= Beginning of Section =
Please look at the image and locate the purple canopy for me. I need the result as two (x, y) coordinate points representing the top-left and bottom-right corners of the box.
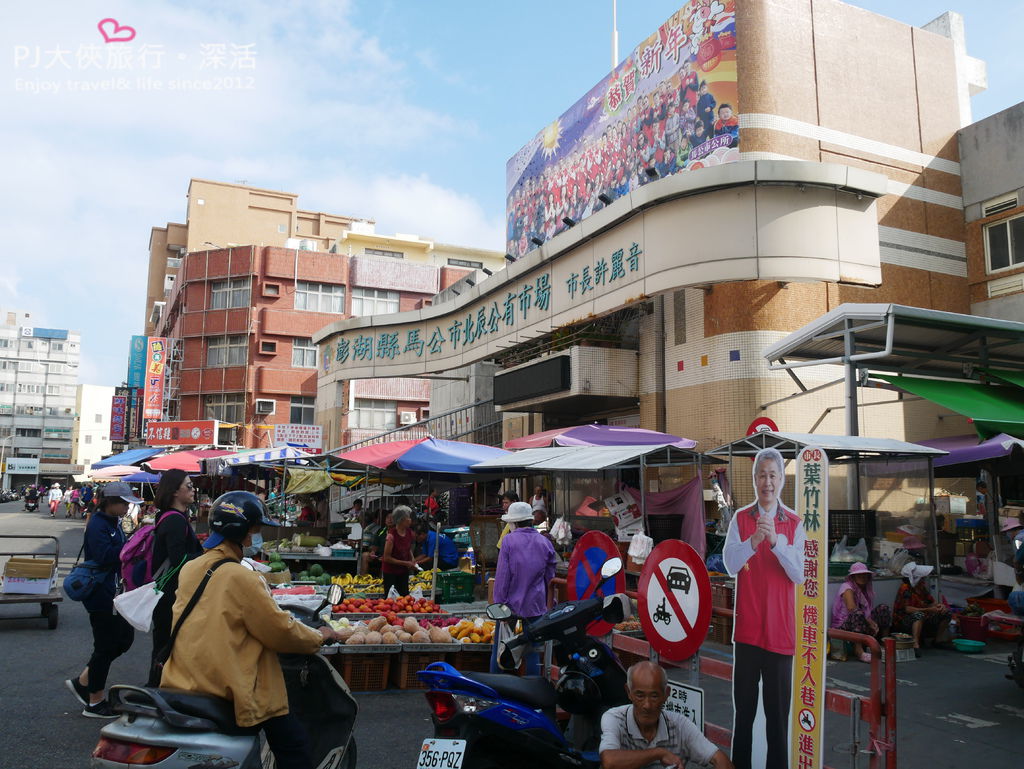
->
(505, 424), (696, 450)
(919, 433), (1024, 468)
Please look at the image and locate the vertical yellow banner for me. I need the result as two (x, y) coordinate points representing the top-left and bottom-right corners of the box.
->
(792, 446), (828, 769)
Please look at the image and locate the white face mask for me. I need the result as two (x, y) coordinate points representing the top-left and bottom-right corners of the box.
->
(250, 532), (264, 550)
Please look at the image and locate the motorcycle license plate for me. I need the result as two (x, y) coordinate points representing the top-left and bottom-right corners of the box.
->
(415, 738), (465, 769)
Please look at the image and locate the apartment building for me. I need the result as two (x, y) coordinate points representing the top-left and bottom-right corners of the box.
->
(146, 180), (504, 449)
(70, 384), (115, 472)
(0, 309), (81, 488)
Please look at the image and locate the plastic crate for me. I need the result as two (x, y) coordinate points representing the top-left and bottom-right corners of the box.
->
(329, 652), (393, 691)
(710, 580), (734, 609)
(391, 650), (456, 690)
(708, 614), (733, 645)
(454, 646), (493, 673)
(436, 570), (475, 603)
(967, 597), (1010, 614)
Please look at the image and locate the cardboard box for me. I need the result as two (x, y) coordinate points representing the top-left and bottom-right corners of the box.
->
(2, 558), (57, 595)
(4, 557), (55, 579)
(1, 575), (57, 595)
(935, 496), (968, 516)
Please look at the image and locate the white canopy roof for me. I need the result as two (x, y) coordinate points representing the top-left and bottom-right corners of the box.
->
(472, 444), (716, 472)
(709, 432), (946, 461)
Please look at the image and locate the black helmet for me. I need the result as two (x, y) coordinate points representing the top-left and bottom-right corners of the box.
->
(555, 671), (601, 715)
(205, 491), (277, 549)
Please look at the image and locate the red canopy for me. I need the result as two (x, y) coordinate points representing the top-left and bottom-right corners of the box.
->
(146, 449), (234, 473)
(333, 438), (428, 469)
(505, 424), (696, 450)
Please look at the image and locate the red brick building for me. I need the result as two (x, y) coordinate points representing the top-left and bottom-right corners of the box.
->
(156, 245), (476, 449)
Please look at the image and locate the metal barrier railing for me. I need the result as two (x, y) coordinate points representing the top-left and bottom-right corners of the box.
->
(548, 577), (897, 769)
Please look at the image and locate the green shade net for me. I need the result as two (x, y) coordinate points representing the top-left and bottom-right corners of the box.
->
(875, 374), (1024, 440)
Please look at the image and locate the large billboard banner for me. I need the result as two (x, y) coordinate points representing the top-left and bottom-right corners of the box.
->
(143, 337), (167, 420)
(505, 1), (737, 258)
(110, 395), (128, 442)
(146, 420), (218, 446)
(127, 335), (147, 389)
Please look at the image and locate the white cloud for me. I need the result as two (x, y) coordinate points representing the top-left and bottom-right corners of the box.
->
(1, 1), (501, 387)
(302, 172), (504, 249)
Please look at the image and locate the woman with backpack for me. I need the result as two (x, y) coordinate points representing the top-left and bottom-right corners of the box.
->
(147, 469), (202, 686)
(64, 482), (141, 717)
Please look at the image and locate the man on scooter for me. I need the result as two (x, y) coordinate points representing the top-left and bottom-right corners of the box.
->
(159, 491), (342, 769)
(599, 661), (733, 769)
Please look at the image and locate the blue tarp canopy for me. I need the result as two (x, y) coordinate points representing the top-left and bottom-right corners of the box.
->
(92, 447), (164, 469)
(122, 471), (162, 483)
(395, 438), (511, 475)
= End of Section =
● THE PROBLEM: Send back the listing exactly as it stands. Do not include the pictures.

● WRITTEN SOLUTION:
Please look at the image and locate the purple canopy for me. I need the result as two (x, y) coordinate points representing the top-left and bottom-right corners of the box.
->
(505, 424), (696, 450)
(919, 433), (1024, 468)
Please look at the image and locate the vertical yellow banner for me. I need the result as two (x, y) coordinate points representing the top-left and bottom-right corners of the box.
->
(792, 446), (828, 769)
Please look at the image and locate the white face mask for me. I need the result as two (x, y) coordinate points representing the top-left and bottom-right corners of the box.
->
(250, 532), (264, 550)
Please look at the image and locate the motorcycle license plate for me. I need the result as two (x, y) coordinate points representing the top-left and bottom-right corners of the box.
->
(415, 738), (465, 769)
Please look at the image and locate the apartment building for me. I need the result as two (x, y) coordinate points representing the top-left and bottom-right corners of the box.
->
(146, 180), (504, 449)
(70, 384), (115, 472)
(0, 309), (81, 488)
Please look at the image and locate the plastic crate for me. I need the result as two (x, y) coordinate points representing the top-left and bottom-right corners of the box.
->
(329, 652), (393, 691)
(710, 580), (734, 609)
(391, 650), (456, 690)
(708, 614), (733, 645)
(454, 646), (493, 673)
(436, 570), (475, 603)
(967, 597), (1010, 614)
Please look at the image and locate the cardboard box for me. I need the result as two (x, y) coordinate points representing the top-left and bottom-right corners of the box.
->
(2, 558), (57, 595)
(4, 557), (55, 579)
(1, 575), (57, 595)
(935, 496), (968, 516)
Please look at the image and locate the white canopy roof for me. I need the result as two (x, y) coordinate points representing the top-left and bottom-right corners of the box.
->
(472, 444), (716, 472)
(709, 432), (946, 461)
Please look at the image and locate the black helmet for me. I need the result as two (x, y) coordinate points representing the top-left and bottom-right corners of the box.
->
(555, 671), (601, 715)
(205, 491), (277, 549)
Please look at the image and locate the red canopy for me. I need the result as two (x, y) coordinate points representing the top-left and bottom-right corners of the box.
->
(146, 449), (234, 473)
(333, 438), (428, 469)
(505, 424), (696, 450)
Please look at the image and locate the red brick building for me. I need the result as two (x, y) coordinate points representing the top-left and bottom-right corners of the box.
->
(156, 245), (476, 449)
Please look at the image and locate the metal barrier railing for me. I need the result as two (x, y) coordinate points representing the top-left and bottom-right corners of the box.
->
(548, 577), (897, 769)
Please look at the image and locate the green shade net for me. I need the result as two (x, y) coordinate points representing the top-left and bottom-right corners of the box.
->
(875, 374), (1024, 440)
Please look at the image and locate the large billboard banner for me. I need the result as two (x, y) coordinate points representing the top-left and bottom-right corners of the box.
->
(143, 337), (167, 420)
(505, 1), (737, 258)
(110, 395), (128, 442)
(146, 420), (218, 446)
(127, 335), (147, 389)
Please look at the image and locate the white cloud for me. I need the result as two (x, y) coordinate points representing the top-left and bottom-right corners of the box.
->
(1, 1), (501, 387)
(302, 172), (504, 249)
Please look at the image and locate the woman with backpack for me. I need the result as two (x, y) coordinate points representing the top-left and bottom-right corners of the box.
->
(147, 469), (202, 686)
(64, 482), (141, 717)
Please look at the image and locate the man on scooter for me. I need the result as two (x, y) coordinate points representing the top-left and bottom-right corners of the box.
->
(159, 491), (342, 769)
(599, 661), (733, 769)
Please look at the image and locate the blue tarp canopy for me. I need the result as two (x, y) coordinate points representing the top-left and bottom-right corners of the box.
->
(92, 447), (164, 469)
(122, 471), (162, 483)
(395, 438), (511, 475)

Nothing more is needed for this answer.